Aim of the exercise: Restate all entries exactly.

[[ Provided material, beginning ]]

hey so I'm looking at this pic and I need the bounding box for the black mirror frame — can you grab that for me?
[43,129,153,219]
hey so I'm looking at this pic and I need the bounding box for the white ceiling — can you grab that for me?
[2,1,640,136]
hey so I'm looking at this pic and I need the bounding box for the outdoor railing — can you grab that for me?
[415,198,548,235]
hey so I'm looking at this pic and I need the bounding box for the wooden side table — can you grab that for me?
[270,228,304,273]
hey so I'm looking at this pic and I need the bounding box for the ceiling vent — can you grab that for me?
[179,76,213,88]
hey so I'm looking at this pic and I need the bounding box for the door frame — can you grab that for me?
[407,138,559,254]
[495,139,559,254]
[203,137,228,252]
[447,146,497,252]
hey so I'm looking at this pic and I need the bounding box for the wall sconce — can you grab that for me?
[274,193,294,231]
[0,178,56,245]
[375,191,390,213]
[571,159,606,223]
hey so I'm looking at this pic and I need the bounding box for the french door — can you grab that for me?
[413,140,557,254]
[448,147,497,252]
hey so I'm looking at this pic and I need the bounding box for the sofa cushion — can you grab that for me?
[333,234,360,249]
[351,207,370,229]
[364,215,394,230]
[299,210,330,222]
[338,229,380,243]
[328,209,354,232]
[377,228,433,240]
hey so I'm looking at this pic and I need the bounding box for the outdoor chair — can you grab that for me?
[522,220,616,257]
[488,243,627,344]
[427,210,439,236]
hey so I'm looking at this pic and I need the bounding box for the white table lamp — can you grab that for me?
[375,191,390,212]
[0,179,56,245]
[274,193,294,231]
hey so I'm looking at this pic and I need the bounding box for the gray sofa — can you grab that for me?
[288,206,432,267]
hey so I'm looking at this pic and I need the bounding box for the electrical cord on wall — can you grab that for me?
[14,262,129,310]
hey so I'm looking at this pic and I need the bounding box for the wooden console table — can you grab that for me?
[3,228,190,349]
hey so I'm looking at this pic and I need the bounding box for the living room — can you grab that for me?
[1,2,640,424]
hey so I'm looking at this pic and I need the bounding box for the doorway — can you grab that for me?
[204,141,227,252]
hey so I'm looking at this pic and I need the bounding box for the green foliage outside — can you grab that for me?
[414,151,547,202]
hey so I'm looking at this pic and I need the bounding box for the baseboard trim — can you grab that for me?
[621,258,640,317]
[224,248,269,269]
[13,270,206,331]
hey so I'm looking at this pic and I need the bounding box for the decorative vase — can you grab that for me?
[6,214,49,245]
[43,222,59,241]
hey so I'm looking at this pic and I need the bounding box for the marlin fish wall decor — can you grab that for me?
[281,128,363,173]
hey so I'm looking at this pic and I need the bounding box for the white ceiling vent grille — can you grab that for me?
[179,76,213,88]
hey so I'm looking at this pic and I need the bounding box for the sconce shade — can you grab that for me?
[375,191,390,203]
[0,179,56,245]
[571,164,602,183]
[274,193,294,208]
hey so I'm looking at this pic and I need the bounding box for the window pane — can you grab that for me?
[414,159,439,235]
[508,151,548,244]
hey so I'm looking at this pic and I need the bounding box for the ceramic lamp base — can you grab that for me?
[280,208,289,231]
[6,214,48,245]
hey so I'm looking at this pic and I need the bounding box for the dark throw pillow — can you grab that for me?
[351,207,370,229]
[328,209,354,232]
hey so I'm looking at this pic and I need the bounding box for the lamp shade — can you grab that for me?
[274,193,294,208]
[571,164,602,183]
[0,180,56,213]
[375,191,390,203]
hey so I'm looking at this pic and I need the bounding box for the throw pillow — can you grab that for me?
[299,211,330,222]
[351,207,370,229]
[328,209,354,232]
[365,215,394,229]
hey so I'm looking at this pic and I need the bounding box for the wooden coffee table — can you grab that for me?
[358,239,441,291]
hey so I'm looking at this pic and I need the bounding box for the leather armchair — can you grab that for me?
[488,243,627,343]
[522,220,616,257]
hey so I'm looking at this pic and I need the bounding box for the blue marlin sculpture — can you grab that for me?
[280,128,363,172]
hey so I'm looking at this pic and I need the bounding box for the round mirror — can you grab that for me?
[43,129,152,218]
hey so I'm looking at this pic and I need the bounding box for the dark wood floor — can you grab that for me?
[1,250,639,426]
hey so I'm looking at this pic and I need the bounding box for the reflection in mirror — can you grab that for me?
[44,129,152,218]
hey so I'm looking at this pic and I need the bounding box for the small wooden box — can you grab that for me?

[[ Provided material, end ]]

Response area:
hey so I'm looking at this pic and I need the bounding box for the black mirror frame — can you grab that for me?
[43,129,153,219]
hey so I'm looking at this pic and I need the bounding box for the white ceiling — can you grab that for me?
[2,1,640,136]
hey so I'm looking at this pic and I need the bounding box for the outdoor railing — can you grab that for me?
[415,198,548,235]
hey so I'm looking at this pic and I need the bounding box for the wooden side table — can you grab that for me?
[270,228,304,273]
hey so I'm looking at this pic and I need the bounding box for the ceiling vent — can you grab that for me?
[179,76,213,88]
hey so I'm looking at this pic and I need the bounding box for the door frame — can you grab that for me?
[407,138,559,254]
[495,139,559,254]
[203,137,228,252]
[447,146,497,252]
hey so I'm looking at this pic and I need the bounding box for the wall sconce — can you grab that for me?
[274,193,294,231]
[0,178,56,245]
[375,191,390,213]
[571,159,606,223]
hey so I'm looking at this pic and I need the bounding box for the french door — can you grab that for me?
[413,140,557,254]
[448,147,497,252]
hey so I'm looking at this pic and I need the bounding box for the sofa cushion — can you grab that for me?
[333,234,360,249]
[351,207,370,229]
[364,215,394,230]
[299,210,330,222]
[338,229,380,243]
[328,209,354,232]
[377,228,433,240]
hey so I'm looking at this pic and I need the bounding box for the outdoor chair — can you grab that for me?
[522,220,616,257]
[488,243,627,344]
[427,210,439,236]
hey so I'm looking at this pic and I need the bounding box for the white table lamp — can you grab that for me?
[375,191,390,212]
[0,179,56,245]
[274,193,294,231]
hey so I'm looking at this pic and I need the bounding box for the gray sofa — can you grab that for me?
[288,206,432,267]
hey so I'm looking at this pic and I need the bounding box for the electrical cord on wall — can you grab that for me?
[14,262,129,310]
hey so I'm looking at this pic and I need the bounding box for the wooden console table — can you grab that for me?
[3,228,190,349]
hey so I'm looking at this pic and I need the bounding box for the living room — can you grab that for me?
[1,2,640,424]
hey so I'm looking at this pic and I need the bounding box for the doorway — can you grab that for me?
[204,141,227,252]
hey so I'm looking at this pic and I need the bounding box for the green foliage outside — can you grab that for me?
[414,151,547,202]
hey so I'm looking at this pic and I need the bounding box for the baseboard trim — can you grab that for me?
[621,258,640,317]
[224,248,269,269]
[13,270,206,331]
hey so I'm looking at this pic and I need the bounding box for the decorative vase — can you grab that for me?
[6,214,49,245]
[43,222,59,241]
hey so I'm looking at this pic and I need the bounding box for the marlin fish wall decor — can you grab that for me?
[281,128,363,173]
hey so I'm looking at this pic and I need the bounding box for the white ceiling vent grille — can you grab that for me?
[179,76,213,88]
hey so I'm looking at this pic and I need the bounding box for the sconce shade — can you grab that for me?
[375,191,390,203]
[0,179,56,245]
[571,164,602,183]
[274,193,294,208]
hey so I'm looking at this pic and I need the bounding box for the window pane — can you grab that for me?
[414,159,439,235]
[508,151,548,244]
hey so I'm looking at this pic and I need the bounding box for the ceramic lamp base — can you grab that for me?
[280,208,289,231]
[6,214,48,245]
hey so I'm looking at this pic and I need the bounding box for the dark throw pillow — can you grab that for me?
[351,207,370,229]
[328,209,354,232]
hey so I'm looking at this pic and I need the bounding box for the lamp shade — can you grab that for me?
[274,193,294,208]
[571,164,602,183]
[0,180,56,213]
[375,191,390,203]
hey so I'm looking at this pic and I need the bounding box for the throw pillow — can you grab that for me?
[299,211,330,222]
[351,207,370,229]
[328,209,354,232]
[365,215,394,229]
hey so I'm looking at this pic and I need the bounding box for the wooden coffee table — can you grab that for me?
[358,239,441,291]
hey so I'm looking at this pic and I need the bounding box for the leather armchair — can you grab that for me?
[488,243,627,343]
[522,220,616,257]
hey so I'm looking at this pic and I need the bounding box for the blue marlin sculpture — can you grab that for me?
[280,128,363,172]
hey so I'm looking at this pic and I need the bounding box for the round mirror — can you grab that for me?
[43,129,152,218]
hey so I'm looking at this pic and I need the bounding box for the dark wood floor — can you grab that for me?
[1,250,639,426]
hey so I'm looking at this pic and I need the bounding box for the reflection in mirror — can you grab that for me?
[44,129,152,218]
hey so I'm looking at this pic and I need the bounding box for the small wooden box — can you grab that for me?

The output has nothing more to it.